— Start of SUPPLIED MATERIAL —
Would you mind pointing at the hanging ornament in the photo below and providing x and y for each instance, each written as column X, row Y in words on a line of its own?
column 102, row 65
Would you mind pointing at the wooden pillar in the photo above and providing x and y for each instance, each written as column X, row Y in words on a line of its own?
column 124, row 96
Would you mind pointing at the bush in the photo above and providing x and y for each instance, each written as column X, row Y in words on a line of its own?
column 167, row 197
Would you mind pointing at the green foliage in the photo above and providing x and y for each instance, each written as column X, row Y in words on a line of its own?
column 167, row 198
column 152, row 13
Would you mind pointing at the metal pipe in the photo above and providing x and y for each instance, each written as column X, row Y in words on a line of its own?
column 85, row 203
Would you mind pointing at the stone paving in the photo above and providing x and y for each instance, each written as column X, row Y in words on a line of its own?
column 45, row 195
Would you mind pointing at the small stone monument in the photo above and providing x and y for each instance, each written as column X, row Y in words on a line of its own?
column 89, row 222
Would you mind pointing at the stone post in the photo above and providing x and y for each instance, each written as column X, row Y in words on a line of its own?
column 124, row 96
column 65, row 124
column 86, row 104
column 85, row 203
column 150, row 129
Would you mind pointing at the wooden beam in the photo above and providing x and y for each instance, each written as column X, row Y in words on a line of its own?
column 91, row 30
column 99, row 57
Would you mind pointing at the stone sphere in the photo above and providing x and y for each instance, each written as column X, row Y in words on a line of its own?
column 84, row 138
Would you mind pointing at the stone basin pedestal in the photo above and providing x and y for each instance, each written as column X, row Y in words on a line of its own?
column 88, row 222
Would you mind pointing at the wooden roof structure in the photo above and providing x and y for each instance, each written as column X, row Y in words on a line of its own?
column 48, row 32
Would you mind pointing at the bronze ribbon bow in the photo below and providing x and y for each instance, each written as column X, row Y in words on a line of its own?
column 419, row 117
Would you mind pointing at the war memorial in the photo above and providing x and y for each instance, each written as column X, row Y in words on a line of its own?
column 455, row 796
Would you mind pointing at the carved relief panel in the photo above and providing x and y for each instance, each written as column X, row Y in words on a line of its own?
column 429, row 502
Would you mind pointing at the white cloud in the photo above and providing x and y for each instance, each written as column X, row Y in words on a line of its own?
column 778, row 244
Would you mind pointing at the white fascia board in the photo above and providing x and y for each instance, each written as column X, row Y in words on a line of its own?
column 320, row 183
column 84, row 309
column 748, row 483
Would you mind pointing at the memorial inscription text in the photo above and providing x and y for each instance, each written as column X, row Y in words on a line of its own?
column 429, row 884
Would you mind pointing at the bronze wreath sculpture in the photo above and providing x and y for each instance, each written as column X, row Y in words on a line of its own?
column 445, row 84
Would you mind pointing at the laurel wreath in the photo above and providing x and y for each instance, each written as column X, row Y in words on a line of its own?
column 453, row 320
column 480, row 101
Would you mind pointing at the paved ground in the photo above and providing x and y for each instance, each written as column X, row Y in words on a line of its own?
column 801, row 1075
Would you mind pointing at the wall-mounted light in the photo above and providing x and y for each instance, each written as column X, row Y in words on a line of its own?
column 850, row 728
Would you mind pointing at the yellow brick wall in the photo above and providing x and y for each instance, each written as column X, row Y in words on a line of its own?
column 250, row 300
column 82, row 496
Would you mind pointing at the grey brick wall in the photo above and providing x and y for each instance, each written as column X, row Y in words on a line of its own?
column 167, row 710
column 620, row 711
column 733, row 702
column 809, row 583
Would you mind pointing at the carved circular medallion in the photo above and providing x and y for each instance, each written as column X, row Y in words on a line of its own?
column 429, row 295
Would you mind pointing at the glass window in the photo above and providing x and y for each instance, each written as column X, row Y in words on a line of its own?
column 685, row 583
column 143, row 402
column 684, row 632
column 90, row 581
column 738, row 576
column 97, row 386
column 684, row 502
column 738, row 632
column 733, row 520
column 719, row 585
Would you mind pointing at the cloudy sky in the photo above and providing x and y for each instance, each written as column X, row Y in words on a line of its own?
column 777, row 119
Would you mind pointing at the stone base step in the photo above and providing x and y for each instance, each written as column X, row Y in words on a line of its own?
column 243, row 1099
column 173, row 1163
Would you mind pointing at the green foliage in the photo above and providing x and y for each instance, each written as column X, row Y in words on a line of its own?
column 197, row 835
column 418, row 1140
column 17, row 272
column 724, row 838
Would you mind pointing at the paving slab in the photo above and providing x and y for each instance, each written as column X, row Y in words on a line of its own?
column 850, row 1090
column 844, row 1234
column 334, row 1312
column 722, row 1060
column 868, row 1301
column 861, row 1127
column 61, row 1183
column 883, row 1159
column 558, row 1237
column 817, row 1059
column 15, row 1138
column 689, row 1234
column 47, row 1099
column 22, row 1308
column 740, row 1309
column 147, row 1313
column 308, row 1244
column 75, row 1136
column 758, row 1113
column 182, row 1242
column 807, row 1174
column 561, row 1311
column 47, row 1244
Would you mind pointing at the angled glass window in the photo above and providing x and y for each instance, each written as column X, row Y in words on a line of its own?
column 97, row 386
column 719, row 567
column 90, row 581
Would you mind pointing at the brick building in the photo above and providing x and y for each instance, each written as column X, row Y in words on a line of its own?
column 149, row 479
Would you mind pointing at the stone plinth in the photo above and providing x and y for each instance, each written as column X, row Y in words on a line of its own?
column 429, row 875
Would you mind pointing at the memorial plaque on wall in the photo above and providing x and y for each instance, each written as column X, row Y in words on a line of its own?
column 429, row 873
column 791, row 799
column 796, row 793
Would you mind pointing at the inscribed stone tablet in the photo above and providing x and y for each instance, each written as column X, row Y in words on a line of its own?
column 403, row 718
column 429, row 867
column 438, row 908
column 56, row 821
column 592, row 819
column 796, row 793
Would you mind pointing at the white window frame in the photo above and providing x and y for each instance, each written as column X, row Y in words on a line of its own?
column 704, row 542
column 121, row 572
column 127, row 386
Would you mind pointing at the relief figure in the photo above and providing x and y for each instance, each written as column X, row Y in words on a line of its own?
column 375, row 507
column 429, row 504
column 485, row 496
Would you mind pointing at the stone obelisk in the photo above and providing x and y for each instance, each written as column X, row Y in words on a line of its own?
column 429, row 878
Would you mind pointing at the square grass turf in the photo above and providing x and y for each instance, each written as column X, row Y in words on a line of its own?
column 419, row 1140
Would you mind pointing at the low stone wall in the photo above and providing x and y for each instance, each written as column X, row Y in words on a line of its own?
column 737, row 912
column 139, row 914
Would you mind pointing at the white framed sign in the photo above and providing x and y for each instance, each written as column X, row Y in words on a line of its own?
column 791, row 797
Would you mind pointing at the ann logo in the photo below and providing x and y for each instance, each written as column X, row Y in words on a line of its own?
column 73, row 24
— End of SUPPLIED MATERIAL —
## GOAL:
Turn the records above, from the first line up to and including the line with "column 150, row 129", into a Markdown table with the columns Row and Line, numbering each line and leaving out blank lines.

## CORRECT RESPONSE:
| Row | Line |
|---|---|
| 1 | Would you mind pointing at the hanging ornament in the photo below and providing x and y for each instance, each written as column X, row Y in words on a line of its own? |
| 2 | column 102, row 65 |
| 3 | Would you mind pointing at the wooden pillar in the photo above and providing x and y for each instance, each written as column X, row Y in words on a line of its own? |
| 4 | column 124, row 96 |
| 5 | Would you mind pointing at the bush in the photo above and providing x and y for each instance, each written as column X, row Y in words on a line of its own? |
| 6 | column 167, row 197 |
| 7 | Would you mind pointing at the green foliage in the photo above and providing x and y for each instance, each written as column X, row Y in words on a line of its own? |
| 8 | column 167, row 198 |
| 9 | column 152, row 13 |
| 10 | Would you mind pointing at the metal pipe in the photo above and providing x and y for each instance, each written as column X, row Y in words on a line of its own? |
| 11 | column 85, row 203 |
| 12 | Would you mind pointing at the stone paving in the photo above and providing x and y for each instance, each written as column X, row Y in words on a line of its own? |
| 13 | column 45, row 195 |
| 14 | Would you mind pointing at the small stone monument in the photo above and providing x and y for each instance, each written as column X, row Y in words on a line of its own? |
| 15 | column 89, row 222 |
| 16 | Would you mind pointing at the stone post in the photo above and providing x and y for each instance, each written as column X, row Y in words on a line of its own? |
| 17 | column 124, row 96 |
| 18 | column 65, row 124 |
| 19 | column 86, row 104 |
| 20 | column 85, row 203 |
| 21 | column 150, row 129 |